+++ TEXTE À LIRE

Les millésimes 2017 et 2018 au domaine Pierre Gonon
Avec la nouvelle année, il est temps de reprendre le clavier pour continuer à narrer notre récente excursion rhôdanienne. Nous entamons notre seconde journée avec une visite qui est désormais tout aussi incontournable que la place du domaine dans l'appellation, voire au-delà.
Nous voici donc à Mauves et c'est un visage qui nous est moins habituel qui nous accueille. C'est pourtant une personne avec laquelle j'ai déjà échangé à plusieurs reprises de façon dématérialisée.
- Bonjour, Pierre Gonon.
- Bonjour Monsieur. C'est votre frère Jean qui nous a reçu les années précédentes.
- Nous partons cet après-midi et il doit finir quelques préparations.
Nous verrons au fur et à mesure de notre discussion que les éclairages apportés par Pierre sont grandement complémentaires à ceux donnés par Jean lors des itérations précédentes.
Une année 2018 également difficile
- Nous avons évoqué avec un de vos confrères dans le Sud les pluies importantes au Printemps dernier. Et celles plus récentes également.
- Ah depuis 1 mois il n'a pas arrêté de pleuvoir. Cela s'est calmé depuis peu. Au Printemps, il a plu 20 jours à cheval sur Mai et Juin. Nous avons des copains à Châteauneuf. Ils nous ont raconté que c'était très compliqué pour caler un traitement. Ils ne sont pas habitués dans la région et ne possèdent parfois qu'un appareil. Nous avons du effectivement composer avec la pluie. Elle est apparue avec la première grosse sortie de raisins. Heureusement il nous en est resté. Le mildiou a démarré lentement mais il n'aurait pas fallu que ça dure une semaine de plus...
- A quelle date avez-vous ramassé?
- Nous avons commencé mardi 4 Septembre. Nous avons fait les blancs jusqu'au Samedi puis réattaqué le Lundi. Nous avons eu une petite pluie fine entre les 2.
- Avec les températures vous avez peut-être adapté l'heure des vendanges.
- Il y avait une différence de température importante entre le premier pressoir et le second. Nous avons par conséquent décidé de ne récolter que le matin.
- C'était finalement assez tôt en terme de date.
- Tout le monde a hésité. On a vite perdu néanmoins 10 à 12% en jus. Il faut caler la date de sorte que les premiers raisins soient mûrs mais que les derniers ne soient pas pourris.

++++++

VOS TÂCHES:
[1] D'après le récit, pourquoi le domaine a-t-il choisi de ne vendanger que le matin en 2018 ? Répondez en une à trois phrases.
[2] Relevez tous les noms de mois cités dans le récit.
[3] Poursuivez le récit de la visite au domaine Pierre Gonon après sa dernière phrase.
Les lignes ne servent à rien ici.

+++ LIGNES RECENSÉES

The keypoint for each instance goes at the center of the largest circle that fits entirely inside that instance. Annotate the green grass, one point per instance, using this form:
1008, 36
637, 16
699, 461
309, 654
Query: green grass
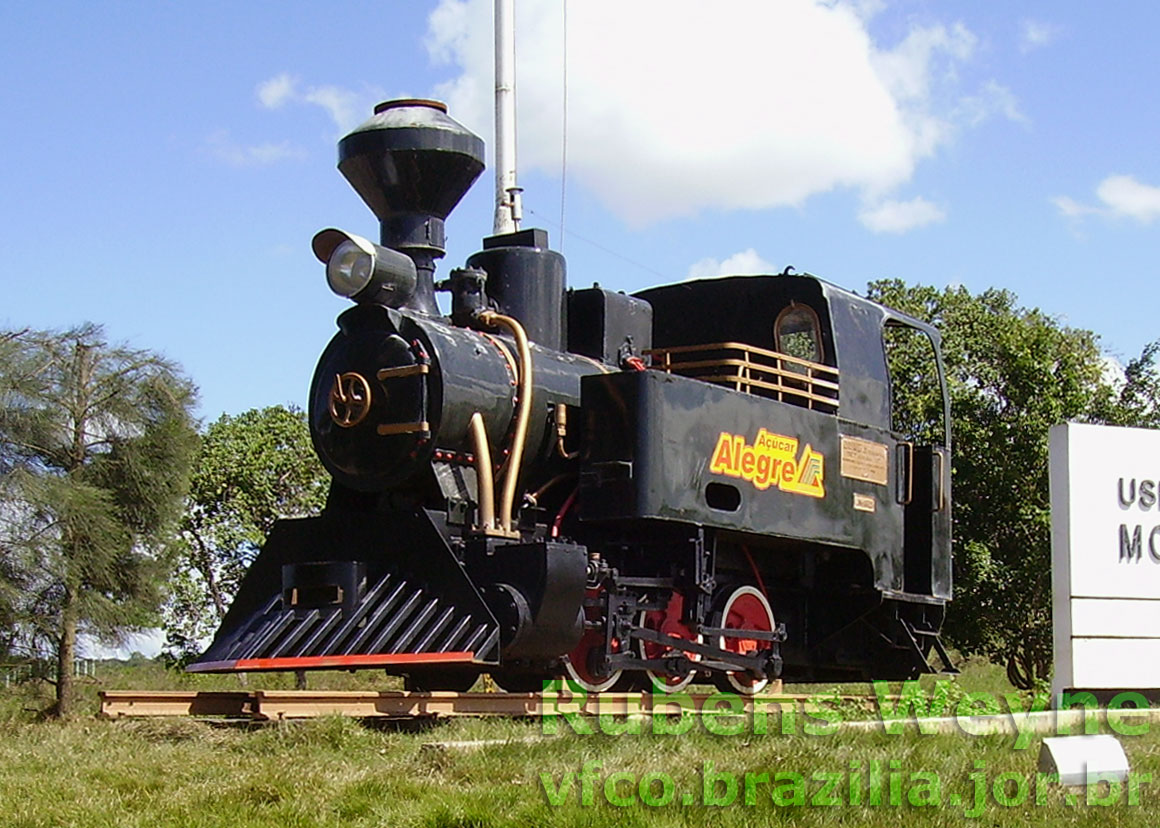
187, 774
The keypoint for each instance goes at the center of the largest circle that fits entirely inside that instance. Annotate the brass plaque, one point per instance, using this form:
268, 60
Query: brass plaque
864, 502
863, 459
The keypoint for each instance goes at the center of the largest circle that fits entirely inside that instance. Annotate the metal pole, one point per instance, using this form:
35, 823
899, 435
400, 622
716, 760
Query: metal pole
507, 193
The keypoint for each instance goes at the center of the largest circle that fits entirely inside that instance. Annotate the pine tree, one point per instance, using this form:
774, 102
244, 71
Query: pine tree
96, 443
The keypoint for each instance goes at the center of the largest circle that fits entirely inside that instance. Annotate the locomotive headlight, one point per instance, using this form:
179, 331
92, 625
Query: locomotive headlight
349, 268
364, 271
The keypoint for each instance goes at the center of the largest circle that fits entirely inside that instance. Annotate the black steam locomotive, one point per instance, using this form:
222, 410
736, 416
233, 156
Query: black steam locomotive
701, 479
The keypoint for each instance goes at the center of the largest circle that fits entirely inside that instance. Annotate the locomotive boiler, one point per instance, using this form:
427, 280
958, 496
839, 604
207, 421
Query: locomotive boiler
704, 480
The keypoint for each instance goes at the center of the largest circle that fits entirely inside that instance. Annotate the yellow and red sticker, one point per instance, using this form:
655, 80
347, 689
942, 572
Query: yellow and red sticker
771, 459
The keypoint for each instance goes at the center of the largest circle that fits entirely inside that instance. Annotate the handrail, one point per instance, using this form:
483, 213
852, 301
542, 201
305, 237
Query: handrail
755, 371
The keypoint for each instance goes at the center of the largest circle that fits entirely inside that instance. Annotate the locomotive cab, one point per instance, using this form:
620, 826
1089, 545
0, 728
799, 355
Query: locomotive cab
863, 546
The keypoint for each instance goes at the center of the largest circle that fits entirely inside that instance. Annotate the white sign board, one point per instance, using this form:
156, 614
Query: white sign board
1106, 557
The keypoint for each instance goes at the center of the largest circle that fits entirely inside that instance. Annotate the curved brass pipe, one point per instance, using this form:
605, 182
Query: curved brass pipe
522, 415
485, 481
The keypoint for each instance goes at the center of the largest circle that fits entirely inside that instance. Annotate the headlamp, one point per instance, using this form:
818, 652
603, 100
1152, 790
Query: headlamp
364, 271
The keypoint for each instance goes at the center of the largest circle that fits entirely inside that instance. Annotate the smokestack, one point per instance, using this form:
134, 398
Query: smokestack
412, 164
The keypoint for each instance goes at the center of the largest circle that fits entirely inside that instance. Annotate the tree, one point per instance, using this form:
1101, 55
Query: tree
251, 470
1012, 373
96, 443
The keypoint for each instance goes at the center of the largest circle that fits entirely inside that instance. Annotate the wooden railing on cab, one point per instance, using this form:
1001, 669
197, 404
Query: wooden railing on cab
754, 370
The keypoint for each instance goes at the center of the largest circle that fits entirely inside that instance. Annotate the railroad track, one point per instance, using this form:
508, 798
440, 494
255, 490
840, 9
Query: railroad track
273, 705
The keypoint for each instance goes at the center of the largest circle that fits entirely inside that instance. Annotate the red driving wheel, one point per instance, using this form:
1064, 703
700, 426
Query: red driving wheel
578, 663
746, 609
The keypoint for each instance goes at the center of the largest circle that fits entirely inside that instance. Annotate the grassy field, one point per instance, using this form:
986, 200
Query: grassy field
185, 772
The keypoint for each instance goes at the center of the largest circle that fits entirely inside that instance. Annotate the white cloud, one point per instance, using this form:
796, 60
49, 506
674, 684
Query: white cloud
681, 106
347, 108
992, 99
1125, 196
222, 146
738, 264
1035, 34
899, 217
1122, 196
276, 91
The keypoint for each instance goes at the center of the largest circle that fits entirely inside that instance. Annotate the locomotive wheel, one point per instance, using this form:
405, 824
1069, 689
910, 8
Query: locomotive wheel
578, 663
745, 609
666, 622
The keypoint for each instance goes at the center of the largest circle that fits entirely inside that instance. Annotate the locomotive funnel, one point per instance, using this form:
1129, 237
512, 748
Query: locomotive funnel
412, 164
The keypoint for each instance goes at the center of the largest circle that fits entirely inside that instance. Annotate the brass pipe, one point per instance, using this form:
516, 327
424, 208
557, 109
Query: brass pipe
523, 413
485, 481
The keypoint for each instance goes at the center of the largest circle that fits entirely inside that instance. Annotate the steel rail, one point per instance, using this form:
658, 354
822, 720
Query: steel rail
274, 705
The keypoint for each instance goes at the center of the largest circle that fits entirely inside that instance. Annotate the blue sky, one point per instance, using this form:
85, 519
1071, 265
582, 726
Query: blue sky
164, 166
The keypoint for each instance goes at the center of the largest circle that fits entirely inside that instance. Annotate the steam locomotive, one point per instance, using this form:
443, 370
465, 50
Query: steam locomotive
700, 480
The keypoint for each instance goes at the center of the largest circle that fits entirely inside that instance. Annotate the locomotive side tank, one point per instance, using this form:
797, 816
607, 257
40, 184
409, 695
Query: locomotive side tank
701, 480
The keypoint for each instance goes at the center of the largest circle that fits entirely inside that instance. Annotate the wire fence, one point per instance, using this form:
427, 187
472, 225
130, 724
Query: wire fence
21, 672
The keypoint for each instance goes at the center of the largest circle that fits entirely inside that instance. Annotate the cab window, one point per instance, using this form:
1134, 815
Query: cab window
797, 333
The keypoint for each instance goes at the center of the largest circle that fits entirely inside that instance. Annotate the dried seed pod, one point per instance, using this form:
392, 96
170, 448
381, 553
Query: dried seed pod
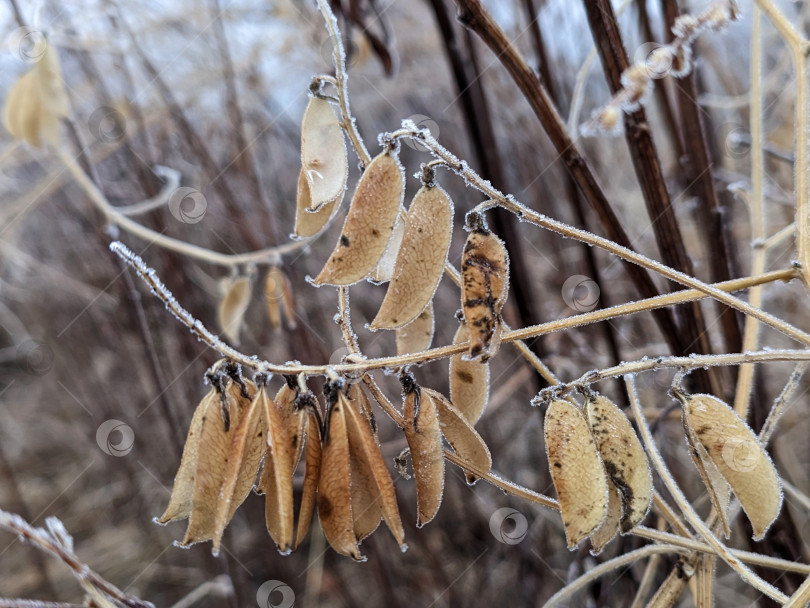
576, 470
311, 478
423, 434
278, 296
418, 334
242, 466
181, 500
323, 153
235, 301
220, 420
607, 531
716, 485
375, 488
369, 223
420, 261
334, 490
460, 434
37, 101
384, 270
469, 381
739, 457
623, 456
284, 429
309, 223
484, 287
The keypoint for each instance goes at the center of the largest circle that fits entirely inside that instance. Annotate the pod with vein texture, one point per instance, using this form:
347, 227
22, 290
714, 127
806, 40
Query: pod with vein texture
37, 101
309, 223
244, 458
484, 287
323, 153
420, 261
716, 485
460, 434
423, 434
311, 477
623, 456
418, 334
576, 470
469, 381
373, 472
369, 224
334, 489
739, 457
215, 441
181, 500
607, 531
234, 305
284, 431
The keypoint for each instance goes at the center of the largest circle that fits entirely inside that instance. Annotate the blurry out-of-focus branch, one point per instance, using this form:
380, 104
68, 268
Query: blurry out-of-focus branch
55, 540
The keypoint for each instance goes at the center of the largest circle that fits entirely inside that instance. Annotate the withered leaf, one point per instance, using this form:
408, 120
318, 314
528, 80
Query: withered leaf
469, 381
418, 334
423, 434
623, 456
234, 305
739, 457
484, 287
323, 153
369, 223
311, 477
460, 434
420, 261
37, 100
182, 496
610, 526
576, 470
334, 486
309, 223
374, 477
212, 459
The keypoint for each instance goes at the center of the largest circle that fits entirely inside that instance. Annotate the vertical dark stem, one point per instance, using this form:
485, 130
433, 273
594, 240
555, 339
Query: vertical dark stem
475, 16
605, 30
571, 187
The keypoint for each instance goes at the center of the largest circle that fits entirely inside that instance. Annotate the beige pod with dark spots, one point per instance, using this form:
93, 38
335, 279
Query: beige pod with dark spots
469, 381
623, 456
420, 262
576, 470
739, 457
369, 224
323, 153
484, 287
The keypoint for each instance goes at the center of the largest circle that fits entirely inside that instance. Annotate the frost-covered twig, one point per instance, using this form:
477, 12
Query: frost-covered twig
55, 540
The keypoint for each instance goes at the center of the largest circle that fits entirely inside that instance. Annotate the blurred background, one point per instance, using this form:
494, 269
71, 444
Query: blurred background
98, 381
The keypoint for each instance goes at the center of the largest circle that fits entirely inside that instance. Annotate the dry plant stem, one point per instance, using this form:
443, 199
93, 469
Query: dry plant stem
799, 49
612, 564
475, 16
151, 279
643, 153
103, 592
524, 213
270, 255
685, 506
745, 379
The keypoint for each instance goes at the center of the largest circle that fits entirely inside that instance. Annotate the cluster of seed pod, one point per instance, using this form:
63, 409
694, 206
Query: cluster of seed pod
240, 437
599, 469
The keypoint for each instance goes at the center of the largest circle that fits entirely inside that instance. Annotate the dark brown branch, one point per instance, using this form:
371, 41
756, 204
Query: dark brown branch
475, 16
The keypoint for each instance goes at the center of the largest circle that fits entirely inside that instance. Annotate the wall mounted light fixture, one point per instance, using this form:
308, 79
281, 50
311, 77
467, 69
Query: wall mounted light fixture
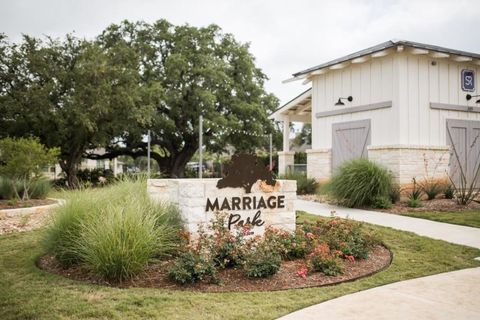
469, 97
340, 103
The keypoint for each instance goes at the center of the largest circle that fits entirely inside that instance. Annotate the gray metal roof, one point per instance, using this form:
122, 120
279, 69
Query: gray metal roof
387, 45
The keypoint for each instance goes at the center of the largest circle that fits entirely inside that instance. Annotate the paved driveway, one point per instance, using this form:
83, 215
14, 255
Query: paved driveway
447, 296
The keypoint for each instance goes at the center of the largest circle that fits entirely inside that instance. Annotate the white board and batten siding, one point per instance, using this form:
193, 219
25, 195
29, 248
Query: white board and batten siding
411, 82
422, 83
368, 83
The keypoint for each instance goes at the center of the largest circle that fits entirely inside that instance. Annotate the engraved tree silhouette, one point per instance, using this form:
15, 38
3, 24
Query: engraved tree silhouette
244, 171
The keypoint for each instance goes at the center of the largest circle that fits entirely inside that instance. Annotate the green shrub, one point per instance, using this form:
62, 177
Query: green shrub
39, 188
64, 232
191, 267
431, 189
449, 192
414, 202
122, 240
416, 192
290, 246
114, 231
323, 260
358, 182
23, 158
305, 185
95, 177
32, 188
347, 236
382, 202
7, 190
262, 261
394, 193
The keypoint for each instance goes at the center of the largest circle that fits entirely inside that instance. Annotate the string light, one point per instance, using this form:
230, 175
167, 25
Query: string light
236, 131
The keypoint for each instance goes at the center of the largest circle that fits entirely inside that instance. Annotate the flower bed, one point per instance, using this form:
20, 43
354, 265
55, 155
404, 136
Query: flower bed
328, 252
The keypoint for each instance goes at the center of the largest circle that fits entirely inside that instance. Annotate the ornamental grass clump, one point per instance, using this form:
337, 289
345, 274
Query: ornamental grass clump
359, 182
113, 232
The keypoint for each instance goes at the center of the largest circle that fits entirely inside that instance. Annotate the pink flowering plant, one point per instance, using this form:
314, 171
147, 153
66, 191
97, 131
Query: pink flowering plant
325, 246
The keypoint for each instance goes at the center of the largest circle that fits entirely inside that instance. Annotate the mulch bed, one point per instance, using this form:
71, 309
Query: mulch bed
401, 207
9, 204
233, 280
435, 205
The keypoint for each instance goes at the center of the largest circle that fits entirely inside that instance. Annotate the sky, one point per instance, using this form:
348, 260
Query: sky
285, 36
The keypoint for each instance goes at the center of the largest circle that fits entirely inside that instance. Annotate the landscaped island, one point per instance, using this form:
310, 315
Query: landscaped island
118, 236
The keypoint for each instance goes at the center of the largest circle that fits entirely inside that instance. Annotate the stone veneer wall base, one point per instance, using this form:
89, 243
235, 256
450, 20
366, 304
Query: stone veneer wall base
319, 164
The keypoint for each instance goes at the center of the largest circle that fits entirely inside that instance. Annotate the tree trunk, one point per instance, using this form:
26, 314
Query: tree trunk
179, 161
69, 166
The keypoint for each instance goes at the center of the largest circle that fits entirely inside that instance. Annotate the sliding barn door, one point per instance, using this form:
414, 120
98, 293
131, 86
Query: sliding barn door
464, 138
350, 141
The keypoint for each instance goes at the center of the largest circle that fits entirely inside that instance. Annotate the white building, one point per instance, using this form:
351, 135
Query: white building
409, 103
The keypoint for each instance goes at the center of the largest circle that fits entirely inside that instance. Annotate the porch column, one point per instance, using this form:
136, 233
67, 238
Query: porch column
285, 157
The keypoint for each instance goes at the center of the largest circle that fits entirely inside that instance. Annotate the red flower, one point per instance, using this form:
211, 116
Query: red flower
303, 272
334, 222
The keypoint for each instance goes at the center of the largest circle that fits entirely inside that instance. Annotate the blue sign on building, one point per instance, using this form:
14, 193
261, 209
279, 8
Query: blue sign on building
468, 80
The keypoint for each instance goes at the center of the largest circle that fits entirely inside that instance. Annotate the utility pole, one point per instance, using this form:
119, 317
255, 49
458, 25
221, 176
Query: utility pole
270, 137
200, 146
148, 154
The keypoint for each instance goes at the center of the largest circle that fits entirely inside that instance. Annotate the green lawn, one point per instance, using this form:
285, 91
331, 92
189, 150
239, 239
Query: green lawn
29, 293
465, 218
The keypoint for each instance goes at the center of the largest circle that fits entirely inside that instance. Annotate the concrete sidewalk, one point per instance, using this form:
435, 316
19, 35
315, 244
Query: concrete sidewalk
467, 236
446, 296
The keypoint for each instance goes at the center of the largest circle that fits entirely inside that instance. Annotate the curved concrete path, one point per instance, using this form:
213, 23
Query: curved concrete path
446, 296
466, 236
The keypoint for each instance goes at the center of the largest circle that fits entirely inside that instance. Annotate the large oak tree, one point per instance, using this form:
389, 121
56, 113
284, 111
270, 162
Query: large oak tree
71, 93
191, 72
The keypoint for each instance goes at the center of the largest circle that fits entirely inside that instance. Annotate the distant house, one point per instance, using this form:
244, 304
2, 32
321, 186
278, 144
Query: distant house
400, 103
54, 172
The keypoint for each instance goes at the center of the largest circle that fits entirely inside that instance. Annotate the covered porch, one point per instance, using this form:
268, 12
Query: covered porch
299, 109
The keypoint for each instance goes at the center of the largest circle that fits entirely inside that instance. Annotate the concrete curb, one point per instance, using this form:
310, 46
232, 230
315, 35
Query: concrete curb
9, 213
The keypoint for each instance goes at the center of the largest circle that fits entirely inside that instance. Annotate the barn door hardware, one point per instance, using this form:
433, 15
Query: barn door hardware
469, 97
340, 103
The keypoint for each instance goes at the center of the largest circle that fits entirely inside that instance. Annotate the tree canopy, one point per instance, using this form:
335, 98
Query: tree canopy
69, 93
77, 94
191, 72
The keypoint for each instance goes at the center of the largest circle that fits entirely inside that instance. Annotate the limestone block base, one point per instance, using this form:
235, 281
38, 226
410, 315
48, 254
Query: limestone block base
319, 164
285, 159
190, 195
407, 161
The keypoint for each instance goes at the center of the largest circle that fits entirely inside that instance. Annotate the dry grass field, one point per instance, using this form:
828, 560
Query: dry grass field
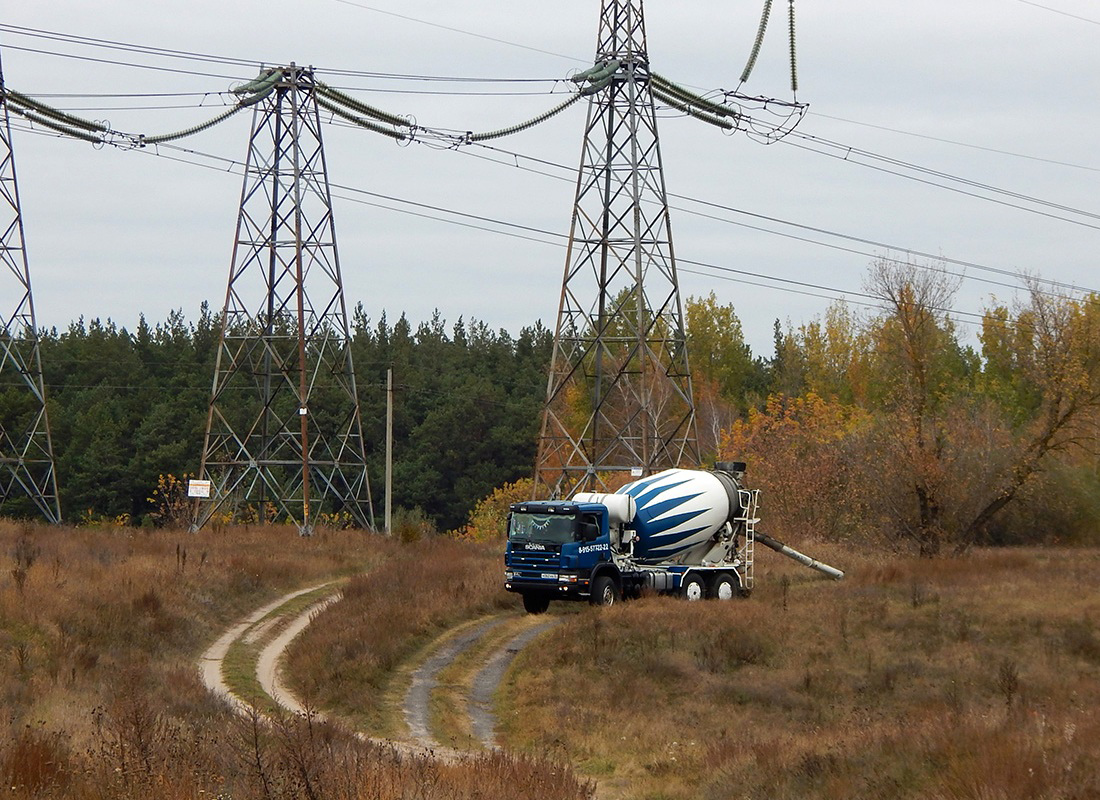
100, 631
974, 678
964, 679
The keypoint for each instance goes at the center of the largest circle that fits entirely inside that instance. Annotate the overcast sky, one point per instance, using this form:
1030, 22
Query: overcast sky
1000, 92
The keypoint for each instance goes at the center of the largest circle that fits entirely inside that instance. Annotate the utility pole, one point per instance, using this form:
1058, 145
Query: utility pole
28, 473
283, 427
389, 450
618, 396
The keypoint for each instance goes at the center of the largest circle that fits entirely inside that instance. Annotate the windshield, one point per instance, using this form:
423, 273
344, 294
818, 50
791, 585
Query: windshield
558, 528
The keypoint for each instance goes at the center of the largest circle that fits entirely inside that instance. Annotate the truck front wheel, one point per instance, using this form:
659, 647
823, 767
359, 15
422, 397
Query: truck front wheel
536, 603
693, 588
604, 591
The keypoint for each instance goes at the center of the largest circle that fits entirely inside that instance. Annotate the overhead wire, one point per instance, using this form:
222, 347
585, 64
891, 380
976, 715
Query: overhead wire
560, 240
660, 90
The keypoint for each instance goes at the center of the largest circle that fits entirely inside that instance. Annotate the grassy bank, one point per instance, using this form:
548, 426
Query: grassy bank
348, 658
969, 678
100, 631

++++++

RÉPONSES PAR TÂCHE:
[1] L'écart de température entre le premier pressoir et le second était important. Le domaine a donc décidé de ne récolter que le matin.

[2] Mai, Juin, Septembre

[3]
Vin de Pays des Iles Feray
"Assemblé en cuve fin Septembre. Nous avons 1 ha de Vin de Pays. Nous faisons en général 37-38hl. Nous y avons également du déclassement de vignes trop vigoureuses, là où il n'y a pas de roche en dessous. Les vignes sont plus faciles à travailler mais il ne faut y chercher de la complexité. Elles donnent un vin plus ouvert."
Un ensemble propre, net, avec de beaux effluves de violette et de cassis. Le niveau me semble plus élevé cette année sur ce vin.
B+
Et L'odeur appelle à y revenir.
- C'est d'autant plus difficile que les maturités ont du être rapprochées.
- Nous n'avons pas d'écart sur des années comme ça. Ce sont souvent les parcelles maigres sur roche qui ont du mal. En 2014, sur une même parcelle, la différence entre le haut et le bas était énorme alors qu'ils sont seulement séparés par 100m.
- A quoi cela est-il dû?
- En bas, vous avez les éléments fins.
- Ah oui. C'est sûr que vous n'alliez pas les remonter en haut.
- Nous en avons déjà remonté parfois, nous répond Pierre Gonon
- La fermentation a-t-elle été plus rapide avec la chaleur?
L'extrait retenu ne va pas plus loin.